Heat Exhaustion vs. Heatstroke

Heat exhaustion is the warning stage. You might feel heavy fatigue, nausea, dizziness, or a headache. Your skin may feel cool and clammy despite the heat. At this point, moving to a cooler environment, drinking water, and resting can usually reverse the symptoms.

Heatstroke is a medical emergency. The defining sign is a core body temperature of 104°F (40°C) or higher, paired with changes in mental state: confusion, slurred speech, agitation, irritability, or even seizures and loss of consciousness. Heatstroke can cause permanent organ damage quickly, and the longer treatment is delayed, the worse the outcome. If someone shows these signs, the priority is cooling them as fast as possible while waiting for emergency help. Cold-water immersion, where the person is placed in ice water, is the most effective method. If that’s not possible, spraying their skin with cool water while fanning them, or applying ice packs to the neck, armpits, and groin, can help bring the temperature down.

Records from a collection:
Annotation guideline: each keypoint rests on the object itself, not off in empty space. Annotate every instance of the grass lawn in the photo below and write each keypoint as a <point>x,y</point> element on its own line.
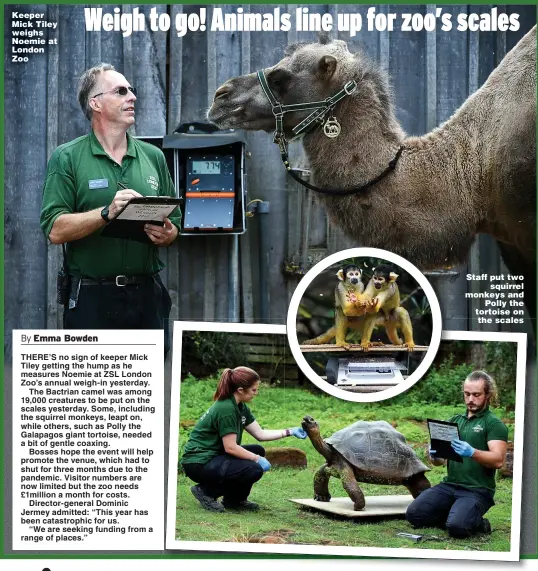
<point>281,521</point>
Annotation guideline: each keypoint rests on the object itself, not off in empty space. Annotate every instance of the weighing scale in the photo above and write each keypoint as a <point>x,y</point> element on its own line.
<point>364,371</point>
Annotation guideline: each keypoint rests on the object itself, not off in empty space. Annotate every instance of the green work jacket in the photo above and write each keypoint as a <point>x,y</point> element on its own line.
<point>477,431</point>
<point>222,418</point>
<point>81,177</point>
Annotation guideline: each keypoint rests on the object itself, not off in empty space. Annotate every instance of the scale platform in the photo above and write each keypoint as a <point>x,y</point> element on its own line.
<point>332,348</point>
<point>364,371</point>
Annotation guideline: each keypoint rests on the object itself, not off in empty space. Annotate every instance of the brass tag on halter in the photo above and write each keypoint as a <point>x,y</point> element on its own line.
<point>332,128</point>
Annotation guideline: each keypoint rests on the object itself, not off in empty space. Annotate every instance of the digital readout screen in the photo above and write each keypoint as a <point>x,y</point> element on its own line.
<point>206,167</point>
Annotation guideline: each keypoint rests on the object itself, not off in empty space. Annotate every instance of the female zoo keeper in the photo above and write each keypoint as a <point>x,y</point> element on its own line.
<point>214,457</point>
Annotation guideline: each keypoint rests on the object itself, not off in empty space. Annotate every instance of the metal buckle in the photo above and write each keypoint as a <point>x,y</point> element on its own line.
<point>280,111</point>
<point>350,87</point>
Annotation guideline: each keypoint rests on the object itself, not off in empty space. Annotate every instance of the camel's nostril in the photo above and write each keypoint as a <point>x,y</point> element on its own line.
<point>222,91</point>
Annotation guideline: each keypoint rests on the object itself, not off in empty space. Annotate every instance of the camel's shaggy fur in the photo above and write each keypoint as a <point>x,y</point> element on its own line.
<point>476,173</point>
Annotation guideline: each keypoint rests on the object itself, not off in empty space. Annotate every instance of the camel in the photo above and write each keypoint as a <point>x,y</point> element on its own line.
<point>476,173</point>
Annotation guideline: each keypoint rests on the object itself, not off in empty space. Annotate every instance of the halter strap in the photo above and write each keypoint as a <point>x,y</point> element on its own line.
<point>321,108</point>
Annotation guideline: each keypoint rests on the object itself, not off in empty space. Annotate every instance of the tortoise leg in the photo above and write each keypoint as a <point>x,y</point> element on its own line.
<point>321,484</point>
<point>351,486</point>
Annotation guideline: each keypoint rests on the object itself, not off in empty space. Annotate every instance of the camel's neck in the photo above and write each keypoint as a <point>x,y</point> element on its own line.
<point>430,195</point>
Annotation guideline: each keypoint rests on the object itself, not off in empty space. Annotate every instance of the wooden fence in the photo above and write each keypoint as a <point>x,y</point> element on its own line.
<point>432,74</point>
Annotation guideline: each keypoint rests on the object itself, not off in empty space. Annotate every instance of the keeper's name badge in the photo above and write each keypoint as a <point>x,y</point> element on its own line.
<point>98,183</point>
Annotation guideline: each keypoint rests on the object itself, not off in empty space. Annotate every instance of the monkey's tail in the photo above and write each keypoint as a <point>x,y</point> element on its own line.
<point>322,339</point>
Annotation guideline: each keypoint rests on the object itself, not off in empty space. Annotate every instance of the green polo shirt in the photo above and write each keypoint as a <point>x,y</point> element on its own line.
<point>222,418</point>
<point>80,177</point>
<point>477,430</point>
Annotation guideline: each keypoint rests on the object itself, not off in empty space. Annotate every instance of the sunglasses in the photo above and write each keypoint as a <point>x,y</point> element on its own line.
<point>122,90</point>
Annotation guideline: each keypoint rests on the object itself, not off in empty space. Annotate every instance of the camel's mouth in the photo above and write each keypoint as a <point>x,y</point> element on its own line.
<point>237,117</point>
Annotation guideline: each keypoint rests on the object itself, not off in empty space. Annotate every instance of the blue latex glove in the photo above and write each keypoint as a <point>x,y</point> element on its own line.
<point>264,463</point>
<point>298,432</point>
<point>462,448</point>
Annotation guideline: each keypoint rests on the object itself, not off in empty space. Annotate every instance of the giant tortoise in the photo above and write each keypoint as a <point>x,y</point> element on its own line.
<point>370,452</point>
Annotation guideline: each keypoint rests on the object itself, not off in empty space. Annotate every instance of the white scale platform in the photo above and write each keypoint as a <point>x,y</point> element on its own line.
<point>376,506</point>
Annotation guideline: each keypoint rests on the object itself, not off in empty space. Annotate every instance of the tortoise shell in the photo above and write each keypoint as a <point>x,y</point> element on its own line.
<point>377,448</point>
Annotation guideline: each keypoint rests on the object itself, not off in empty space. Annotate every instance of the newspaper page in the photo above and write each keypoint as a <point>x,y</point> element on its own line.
<point>353,253</point>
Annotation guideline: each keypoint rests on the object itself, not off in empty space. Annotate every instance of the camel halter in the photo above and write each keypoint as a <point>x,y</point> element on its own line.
<point>320,111</point>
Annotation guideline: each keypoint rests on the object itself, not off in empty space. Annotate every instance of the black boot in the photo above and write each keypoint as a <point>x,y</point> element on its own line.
<point>206,501</point>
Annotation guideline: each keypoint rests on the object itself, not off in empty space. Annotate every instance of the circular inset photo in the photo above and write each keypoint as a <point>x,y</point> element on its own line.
<point>364,324</point>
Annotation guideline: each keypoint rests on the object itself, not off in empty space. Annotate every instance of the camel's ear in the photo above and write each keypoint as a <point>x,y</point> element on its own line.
<point>327,66</point>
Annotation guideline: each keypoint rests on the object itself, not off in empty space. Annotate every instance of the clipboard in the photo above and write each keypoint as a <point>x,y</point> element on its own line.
<point>441,434</point>
<point>130,221</point>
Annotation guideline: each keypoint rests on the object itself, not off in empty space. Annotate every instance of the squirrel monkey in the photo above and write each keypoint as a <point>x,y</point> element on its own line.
<point>349,305</point>
<point>383,289</point>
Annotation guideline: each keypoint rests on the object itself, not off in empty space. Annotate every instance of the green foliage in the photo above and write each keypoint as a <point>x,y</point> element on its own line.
<point>501,361</point>
<point>441,385</point>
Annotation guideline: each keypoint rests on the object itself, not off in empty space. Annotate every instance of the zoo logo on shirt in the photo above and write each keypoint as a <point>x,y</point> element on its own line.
<point>153,182</point>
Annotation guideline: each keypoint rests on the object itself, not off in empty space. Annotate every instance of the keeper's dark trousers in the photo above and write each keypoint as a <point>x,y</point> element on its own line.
<point>108,306</point>
<point>228,476</point>
<point>458,509</point>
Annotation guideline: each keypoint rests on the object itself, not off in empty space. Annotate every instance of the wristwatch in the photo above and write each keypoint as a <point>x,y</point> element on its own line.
<point>104,214</point>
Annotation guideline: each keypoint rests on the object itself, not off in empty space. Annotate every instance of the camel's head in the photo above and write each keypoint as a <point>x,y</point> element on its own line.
<point>308,72</point>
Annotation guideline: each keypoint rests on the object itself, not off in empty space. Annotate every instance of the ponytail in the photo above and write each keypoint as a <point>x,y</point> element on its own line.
<point>232,379</point>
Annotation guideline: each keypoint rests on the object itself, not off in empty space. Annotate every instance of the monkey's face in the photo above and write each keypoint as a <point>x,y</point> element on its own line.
<point>379,281</point>
<point>353,276</point>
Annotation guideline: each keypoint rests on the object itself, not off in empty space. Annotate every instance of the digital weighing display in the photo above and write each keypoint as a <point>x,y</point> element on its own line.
<point>206,167</point>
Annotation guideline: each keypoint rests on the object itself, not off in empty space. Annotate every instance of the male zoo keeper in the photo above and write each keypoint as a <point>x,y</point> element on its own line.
<point>114,283</point>
<point>460,501</point>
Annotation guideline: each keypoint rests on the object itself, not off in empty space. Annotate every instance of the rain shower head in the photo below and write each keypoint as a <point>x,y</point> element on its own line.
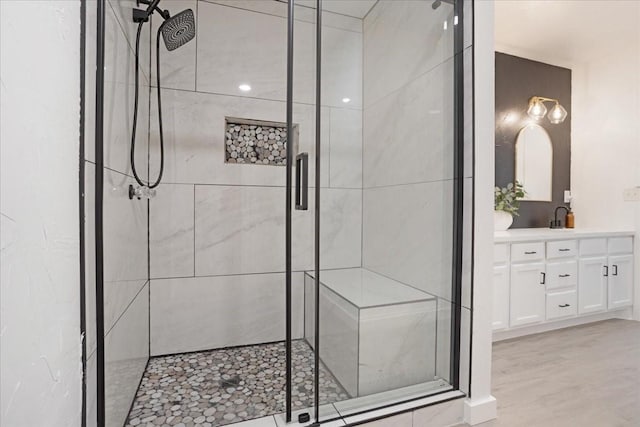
<point>436,4</point>
<point>178,29</point>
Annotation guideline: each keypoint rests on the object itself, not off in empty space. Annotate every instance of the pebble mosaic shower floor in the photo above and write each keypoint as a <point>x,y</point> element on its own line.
<point>219,387</point>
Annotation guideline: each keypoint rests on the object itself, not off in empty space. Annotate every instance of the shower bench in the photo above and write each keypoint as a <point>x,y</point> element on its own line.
<point>376,334</point>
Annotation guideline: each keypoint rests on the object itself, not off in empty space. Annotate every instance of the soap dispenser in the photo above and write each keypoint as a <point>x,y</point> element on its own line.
<point>570,219</point>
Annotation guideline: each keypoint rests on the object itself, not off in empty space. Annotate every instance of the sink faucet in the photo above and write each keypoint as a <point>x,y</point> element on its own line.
<point>556,223</point>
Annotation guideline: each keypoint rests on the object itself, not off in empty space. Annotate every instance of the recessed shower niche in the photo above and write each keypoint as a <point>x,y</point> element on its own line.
<point>257,142</point>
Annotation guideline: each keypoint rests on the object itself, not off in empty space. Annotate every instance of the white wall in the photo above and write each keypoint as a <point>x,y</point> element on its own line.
<point>40,347</point>
<point>606,138</point>
<point>605,60</point>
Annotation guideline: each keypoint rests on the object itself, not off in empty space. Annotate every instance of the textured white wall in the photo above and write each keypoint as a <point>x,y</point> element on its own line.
<point>40,319</point>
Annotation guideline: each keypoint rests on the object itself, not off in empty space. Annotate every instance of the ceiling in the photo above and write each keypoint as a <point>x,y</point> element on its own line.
<point>567,30</point>
<point>355,8</point>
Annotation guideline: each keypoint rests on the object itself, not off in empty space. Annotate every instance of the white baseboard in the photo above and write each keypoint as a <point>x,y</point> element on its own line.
<point>625,313</point>
<point>478,411</point>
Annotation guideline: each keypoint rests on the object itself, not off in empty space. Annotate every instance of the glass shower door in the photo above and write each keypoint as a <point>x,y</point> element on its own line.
<point>301,184</point>
<point>388,295</point>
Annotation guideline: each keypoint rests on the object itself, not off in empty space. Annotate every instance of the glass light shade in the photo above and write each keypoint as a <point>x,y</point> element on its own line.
<point>557,114</point>
<point>536,110</point>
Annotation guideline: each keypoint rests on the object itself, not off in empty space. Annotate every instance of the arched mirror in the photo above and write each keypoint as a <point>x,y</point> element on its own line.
<point>534,162</point>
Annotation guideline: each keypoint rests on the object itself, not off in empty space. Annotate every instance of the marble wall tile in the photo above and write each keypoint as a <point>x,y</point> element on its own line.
<point>125,250</point>
<point>221,67</point>
<point>125,231</point>
<point>125,259</point>
<point>177,67</point>
<point>425,44</point>
<point>443,340</point>
<point>408,354</point>
<point>171,231</point>
<point>409,135</point>
<point>345,148</point>
<point>408,234</point>
<point>194,136</point>
<point>126,355</point>
<point>122,12</point>
<point>302,12</point>
<point>342,67</point>
<point>340,228</point>
<point>241,230</point>
<point>200,313</point>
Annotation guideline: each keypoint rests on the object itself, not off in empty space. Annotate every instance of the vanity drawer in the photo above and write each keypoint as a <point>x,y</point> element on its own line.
<point>593,247</point>
<point>562,249</point>
<point>620,245</point>
<point>561,304</point>
<point>500,253</point>
<point>562,274</point>
<point>533,251</point>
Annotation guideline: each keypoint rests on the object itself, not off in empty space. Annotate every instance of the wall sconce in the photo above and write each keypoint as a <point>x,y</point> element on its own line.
<point>538,110</point>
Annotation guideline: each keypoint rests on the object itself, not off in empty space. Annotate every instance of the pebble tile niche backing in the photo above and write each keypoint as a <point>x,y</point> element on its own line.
<point>256,142</point>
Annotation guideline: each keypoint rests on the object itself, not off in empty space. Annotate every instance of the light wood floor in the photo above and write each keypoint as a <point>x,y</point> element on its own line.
<point>582,376</point>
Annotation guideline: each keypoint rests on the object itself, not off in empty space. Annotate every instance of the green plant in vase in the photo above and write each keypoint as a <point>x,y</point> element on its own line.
<point>506,204</point>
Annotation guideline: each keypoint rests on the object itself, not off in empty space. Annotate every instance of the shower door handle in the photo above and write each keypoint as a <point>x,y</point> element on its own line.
<point>302,181</point>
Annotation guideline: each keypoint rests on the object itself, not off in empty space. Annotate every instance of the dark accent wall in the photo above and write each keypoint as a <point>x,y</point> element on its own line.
<point>517,80</point>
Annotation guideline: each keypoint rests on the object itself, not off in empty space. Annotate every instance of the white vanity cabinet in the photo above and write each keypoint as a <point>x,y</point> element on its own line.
<point>527,293</point>
<point>620,281</point>
<point>593,285</point>
<point>560,275</point>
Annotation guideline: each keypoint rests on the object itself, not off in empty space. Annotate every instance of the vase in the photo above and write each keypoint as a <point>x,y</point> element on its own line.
<point>502,220</point>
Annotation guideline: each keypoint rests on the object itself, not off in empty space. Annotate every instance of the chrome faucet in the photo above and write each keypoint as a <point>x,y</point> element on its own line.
<point>556,223</point>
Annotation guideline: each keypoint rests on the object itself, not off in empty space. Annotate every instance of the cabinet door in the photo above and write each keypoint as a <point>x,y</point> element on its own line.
<point>500,297</point>
<point>592,285</point>
<point>527,293</point>
<point>620,281</point>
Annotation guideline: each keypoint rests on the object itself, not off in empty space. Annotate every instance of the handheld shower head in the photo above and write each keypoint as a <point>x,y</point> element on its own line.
<point>178,29</point>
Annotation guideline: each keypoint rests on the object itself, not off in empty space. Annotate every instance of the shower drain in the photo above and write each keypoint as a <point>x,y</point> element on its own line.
<point>231,382</point>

QUESTIONS:
A) Summarize the passage on heat exhaustion and heatstroke in two sentences.
B) Resume the passage on heat exhaustion and heatstroke after its last sentence.

ANSWERS PER TASK:
A) Heat exhaustion is the warning stage, with symptoms such as heavy fatigue, nausea, dizziness, headache, and cool, clammy skin that rest, water, and a cooler environment can usually reverse. Heatstroke is a medical emergency marked by a core temperature of 104°F (40°C) or higher and changes in mental state, and because delay can cause permanent organ damage, the person should be cooled as fast as possible, ideally by cold-water immersion, while emergency help is on the way.

B)
Why Cities Get Hotter

Urban areas amplify heatwaves through what’s known as the urban heat island effect. Concrete, asphalt, and buildings absorb solar energy during the day and release it slowly after sundown. According to the U.S. Environmental Protection Agency, daytime temperatures in cities run 1 to 6°F higher than surrounding rural areas on average. The nighttime gap is far more dramatic: urban areas can be as much as 22°F warmer than nearby countryside after dark. That nighttime heat is what makes urban heatwaves so dangerous, because it eliminates the cooling relief that would normally come with sunset.

Who Faces the Greatest Risk

Older adults, young children, and people with chronic health conditions are most vulnerable during heatwaves. But one of the less obvious risk factors is medication. Several common drug classes interfere with the body’s ability to handle heat. Blood pressure medications like diuretics can cause dehydration and electrolyte imbalances. Beta-blockers reduce sweating and limit the blood vessels’ ability to dilate. Antipsychotic medications impair both sweating and the brain’s temperature-sensing ability. Even widely used drugs like antihistamines with anticholinergic properties (the kind that cause drowsiness, like diphenhydramine) decrease sweating and disrupt thermoregulation.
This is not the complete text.